GIVEN INSTRUCTION: Repeat exactly the lines from the line containing "red smoke cloud -> outlines, every instance" through the last line of the records below, inclusive, and nothing else.

[Segmentation labeling entries]
____

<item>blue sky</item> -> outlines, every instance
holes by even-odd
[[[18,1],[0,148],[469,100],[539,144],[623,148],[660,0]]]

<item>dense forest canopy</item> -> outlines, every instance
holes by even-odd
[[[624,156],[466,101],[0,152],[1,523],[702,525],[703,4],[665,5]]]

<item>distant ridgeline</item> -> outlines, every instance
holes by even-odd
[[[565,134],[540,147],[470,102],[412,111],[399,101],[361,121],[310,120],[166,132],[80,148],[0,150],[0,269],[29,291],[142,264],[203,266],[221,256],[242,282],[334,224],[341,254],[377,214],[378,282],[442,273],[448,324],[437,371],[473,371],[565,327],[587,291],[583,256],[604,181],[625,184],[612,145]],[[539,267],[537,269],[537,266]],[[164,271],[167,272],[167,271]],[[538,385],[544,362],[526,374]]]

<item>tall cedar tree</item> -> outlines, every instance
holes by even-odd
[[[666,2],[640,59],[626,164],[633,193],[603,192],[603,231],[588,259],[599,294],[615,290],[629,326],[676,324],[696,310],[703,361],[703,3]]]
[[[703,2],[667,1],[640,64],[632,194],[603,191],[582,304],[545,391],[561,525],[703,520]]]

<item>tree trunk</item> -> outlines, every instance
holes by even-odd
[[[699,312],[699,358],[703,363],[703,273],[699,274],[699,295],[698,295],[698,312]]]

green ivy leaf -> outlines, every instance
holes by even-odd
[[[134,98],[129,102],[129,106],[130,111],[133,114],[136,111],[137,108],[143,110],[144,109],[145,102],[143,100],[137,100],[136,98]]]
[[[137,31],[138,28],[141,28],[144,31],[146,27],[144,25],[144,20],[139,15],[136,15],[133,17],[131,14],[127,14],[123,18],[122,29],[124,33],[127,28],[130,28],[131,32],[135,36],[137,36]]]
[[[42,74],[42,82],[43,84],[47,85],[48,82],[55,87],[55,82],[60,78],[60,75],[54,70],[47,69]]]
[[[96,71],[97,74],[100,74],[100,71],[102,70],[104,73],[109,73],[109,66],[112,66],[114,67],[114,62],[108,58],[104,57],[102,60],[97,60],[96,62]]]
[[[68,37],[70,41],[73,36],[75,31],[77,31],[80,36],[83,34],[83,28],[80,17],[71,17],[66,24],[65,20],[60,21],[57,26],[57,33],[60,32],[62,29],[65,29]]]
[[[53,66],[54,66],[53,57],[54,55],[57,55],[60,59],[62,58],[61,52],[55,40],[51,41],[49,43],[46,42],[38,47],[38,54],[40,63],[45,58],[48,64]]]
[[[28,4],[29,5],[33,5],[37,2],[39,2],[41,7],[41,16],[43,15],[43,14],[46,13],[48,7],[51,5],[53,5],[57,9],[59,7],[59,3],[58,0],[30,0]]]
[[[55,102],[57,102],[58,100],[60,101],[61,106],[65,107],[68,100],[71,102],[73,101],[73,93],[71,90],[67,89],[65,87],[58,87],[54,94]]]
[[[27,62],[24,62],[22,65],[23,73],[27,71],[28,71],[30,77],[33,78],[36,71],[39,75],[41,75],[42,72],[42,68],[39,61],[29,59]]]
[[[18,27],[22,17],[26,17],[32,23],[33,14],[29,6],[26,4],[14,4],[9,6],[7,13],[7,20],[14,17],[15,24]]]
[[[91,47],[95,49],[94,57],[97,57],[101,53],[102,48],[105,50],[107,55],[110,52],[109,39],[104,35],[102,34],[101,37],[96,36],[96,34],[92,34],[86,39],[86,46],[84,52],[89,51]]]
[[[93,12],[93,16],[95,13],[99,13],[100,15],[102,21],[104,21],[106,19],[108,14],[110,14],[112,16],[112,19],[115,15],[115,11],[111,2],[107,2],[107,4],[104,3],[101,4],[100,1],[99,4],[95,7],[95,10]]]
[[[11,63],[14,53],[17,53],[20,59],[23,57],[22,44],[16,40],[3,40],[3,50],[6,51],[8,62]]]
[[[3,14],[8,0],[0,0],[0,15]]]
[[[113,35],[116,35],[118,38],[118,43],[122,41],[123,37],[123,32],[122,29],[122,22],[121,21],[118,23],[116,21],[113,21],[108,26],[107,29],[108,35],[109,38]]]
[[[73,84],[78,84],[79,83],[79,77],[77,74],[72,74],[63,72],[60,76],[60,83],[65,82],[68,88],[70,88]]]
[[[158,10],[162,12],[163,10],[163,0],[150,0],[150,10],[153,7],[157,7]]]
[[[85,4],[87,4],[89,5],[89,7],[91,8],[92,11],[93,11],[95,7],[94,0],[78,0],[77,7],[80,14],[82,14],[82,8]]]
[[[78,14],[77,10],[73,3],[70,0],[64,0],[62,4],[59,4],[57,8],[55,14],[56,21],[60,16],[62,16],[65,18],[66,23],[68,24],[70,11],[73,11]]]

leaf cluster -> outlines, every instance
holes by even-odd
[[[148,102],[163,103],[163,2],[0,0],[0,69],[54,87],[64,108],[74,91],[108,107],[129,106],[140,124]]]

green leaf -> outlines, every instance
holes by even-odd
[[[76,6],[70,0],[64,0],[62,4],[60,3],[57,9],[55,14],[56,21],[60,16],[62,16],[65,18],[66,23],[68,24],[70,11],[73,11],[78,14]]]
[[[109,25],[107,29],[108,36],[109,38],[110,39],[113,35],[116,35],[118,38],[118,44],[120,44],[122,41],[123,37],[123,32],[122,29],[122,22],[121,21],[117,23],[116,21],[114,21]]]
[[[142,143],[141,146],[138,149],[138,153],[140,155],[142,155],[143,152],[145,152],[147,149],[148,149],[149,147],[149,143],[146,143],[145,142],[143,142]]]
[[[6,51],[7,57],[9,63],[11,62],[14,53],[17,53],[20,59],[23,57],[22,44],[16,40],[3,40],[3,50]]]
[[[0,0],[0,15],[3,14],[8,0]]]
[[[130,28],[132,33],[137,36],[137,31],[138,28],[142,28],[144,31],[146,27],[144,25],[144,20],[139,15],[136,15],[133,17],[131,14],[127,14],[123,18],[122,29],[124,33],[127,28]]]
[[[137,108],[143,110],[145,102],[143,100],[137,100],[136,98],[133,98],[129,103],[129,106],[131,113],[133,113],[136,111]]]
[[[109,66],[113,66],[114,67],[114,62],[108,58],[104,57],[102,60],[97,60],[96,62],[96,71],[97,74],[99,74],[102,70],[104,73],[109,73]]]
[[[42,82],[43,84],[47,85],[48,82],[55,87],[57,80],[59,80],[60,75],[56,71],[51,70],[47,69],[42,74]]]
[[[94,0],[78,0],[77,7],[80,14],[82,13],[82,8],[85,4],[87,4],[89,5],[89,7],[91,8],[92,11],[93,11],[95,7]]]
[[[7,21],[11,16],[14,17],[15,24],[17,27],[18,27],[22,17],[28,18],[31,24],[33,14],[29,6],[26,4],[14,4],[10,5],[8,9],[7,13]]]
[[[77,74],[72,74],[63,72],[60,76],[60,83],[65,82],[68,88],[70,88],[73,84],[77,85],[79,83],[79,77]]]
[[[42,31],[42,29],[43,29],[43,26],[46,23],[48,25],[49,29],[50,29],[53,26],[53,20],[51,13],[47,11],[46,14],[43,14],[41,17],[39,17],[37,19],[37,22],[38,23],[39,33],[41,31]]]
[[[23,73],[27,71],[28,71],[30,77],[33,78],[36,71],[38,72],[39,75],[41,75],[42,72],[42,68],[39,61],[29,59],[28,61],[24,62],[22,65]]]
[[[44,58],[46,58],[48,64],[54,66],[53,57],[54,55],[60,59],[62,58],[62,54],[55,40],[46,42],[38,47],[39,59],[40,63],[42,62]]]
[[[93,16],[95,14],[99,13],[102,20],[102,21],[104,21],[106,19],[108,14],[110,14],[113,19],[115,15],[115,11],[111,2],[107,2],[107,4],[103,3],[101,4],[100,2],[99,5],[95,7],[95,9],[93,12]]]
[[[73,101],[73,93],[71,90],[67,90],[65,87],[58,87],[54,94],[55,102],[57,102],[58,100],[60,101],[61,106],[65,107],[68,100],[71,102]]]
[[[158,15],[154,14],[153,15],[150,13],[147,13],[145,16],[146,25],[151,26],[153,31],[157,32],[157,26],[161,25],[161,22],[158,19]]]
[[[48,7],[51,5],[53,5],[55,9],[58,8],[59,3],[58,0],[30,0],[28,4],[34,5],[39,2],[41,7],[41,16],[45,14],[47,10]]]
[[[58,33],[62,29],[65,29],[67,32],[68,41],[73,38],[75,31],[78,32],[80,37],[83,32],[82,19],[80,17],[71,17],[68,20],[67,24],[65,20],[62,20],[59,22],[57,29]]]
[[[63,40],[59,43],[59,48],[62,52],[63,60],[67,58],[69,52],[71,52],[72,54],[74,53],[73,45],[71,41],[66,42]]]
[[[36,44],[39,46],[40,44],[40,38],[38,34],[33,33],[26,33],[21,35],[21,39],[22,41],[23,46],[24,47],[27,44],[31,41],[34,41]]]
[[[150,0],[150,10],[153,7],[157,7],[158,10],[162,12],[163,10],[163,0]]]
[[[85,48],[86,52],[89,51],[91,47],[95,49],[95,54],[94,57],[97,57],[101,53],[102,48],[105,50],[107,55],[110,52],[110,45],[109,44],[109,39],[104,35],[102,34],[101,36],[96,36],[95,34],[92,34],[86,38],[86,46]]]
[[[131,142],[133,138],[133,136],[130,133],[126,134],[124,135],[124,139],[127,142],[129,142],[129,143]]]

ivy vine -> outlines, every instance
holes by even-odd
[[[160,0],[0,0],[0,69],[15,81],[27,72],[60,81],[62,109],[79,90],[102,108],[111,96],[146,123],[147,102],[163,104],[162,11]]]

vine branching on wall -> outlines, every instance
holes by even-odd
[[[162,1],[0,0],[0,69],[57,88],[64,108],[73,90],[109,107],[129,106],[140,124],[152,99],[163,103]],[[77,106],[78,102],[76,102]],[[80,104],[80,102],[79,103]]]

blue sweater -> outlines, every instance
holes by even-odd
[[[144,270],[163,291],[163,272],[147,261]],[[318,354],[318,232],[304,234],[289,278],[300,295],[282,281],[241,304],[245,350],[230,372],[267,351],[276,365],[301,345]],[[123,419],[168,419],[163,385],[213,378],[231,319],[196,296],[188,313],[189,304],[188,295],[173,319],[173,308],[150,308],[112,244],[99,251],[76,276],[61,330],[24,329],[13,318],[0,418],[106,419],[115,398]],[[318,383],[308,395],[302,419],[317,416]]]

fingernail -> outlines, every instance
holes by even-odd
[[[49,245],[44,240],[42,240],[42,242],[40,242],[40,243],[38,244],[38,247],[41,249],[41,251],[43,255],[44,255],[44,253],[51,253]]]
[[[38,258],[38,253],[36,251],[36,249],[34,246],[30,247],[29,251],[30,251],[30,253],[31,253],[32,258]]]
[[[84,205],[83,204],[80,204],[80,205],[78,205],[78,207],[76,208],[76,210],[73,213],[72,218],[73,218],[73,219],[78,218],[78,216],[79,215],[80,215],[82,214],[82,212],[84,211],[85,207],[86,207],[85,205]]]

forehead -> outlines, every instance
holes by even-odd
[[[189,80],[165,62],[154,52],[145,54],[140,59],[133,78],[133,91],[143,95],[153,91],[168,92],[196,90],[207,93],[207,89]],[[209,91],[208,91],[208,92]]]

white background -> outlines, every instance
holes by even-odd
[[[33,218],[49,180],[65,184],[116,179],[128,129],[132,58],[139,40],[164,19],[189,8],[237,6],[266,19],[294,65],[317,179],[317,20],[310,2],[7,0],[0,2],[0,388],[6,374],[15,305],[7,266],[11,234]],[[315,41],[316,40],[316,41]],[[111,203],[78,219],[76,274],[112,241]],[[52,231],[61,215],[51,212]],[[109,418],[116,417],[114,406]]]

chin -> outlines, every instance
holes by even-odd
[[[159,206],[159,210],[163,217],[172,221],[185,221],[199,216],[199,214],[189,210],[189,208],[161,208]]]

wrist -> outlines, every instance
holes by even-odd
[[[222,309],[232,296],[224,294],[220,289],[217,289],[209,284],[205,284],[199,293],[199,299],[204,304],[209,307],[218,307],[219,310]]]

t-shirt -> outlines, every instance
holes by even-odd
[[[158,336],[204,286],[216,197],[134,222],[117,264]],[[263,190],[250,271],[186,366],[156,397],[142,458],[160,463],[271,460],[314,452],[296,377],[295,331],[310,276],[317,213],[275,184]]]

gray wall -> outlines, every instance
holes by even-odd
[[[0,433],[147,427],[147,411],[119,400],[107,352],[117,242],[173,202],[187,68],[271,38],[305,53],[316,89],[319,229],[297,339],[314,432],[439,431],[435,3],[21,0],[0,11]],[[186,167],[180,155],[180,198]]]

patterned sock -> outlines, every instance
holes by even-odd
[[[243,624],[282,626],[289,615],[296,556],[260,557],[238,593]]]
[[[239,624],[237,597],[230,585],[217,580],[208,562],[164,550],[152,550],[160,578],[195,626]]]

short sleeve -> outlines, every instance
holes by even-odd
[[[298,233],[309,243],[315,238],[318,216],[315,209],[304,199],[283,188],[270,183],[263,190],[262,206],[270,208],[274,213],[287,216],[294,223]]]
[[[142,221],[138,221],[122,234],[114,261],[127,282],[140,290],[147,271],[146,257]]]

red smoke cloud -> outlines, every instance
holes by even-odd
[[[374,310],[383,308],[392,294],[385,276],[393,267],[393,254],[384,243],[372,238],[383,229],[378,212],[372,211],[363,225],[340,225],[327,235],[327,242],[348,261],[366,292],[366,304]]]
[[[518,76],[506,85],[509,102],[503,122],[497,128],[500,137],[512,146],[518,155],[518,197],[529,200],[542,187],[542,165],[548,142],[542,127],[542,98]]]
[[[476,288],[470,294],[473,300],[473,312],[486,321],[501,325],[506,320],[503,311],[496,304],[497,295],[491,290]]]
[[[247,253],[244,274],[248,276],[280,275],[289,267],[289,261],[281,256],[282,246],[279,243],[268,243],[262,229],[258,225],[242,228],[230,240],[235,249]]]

____

EXERCISE RESULT:
red smoke cloud -> outlines, every instance
holes by even-odd
[[[374,310],[383,308],[392,294],[385,276],[393,267],[393,254],[384,243],[372,238],[383,229],[378,212],[372,211],[363,225],[340,225],[327,235],[327,242],[348,261],[366,292],[366,304]]]
[[[518,76],[506,85],[509,102],[503,122],[497,128],[500,137],[512,146],[518,155],[518,197],[529,200],[542,187],[542,165],[548,142],[542,127],[542,98]]]
[[[476,288],[470,294],[473,300],[473,312],[486,321],[501,325],[506,320],[503,311],[496,304],[497,295],[491,290]]]
[[[247,253],[244,274],[248,276],[280,275],[289,267],[289,261],[281,256],[282,246],[279,243],[268,243],[262,229],[258,225],[242,228],[230,240],[235,249]]]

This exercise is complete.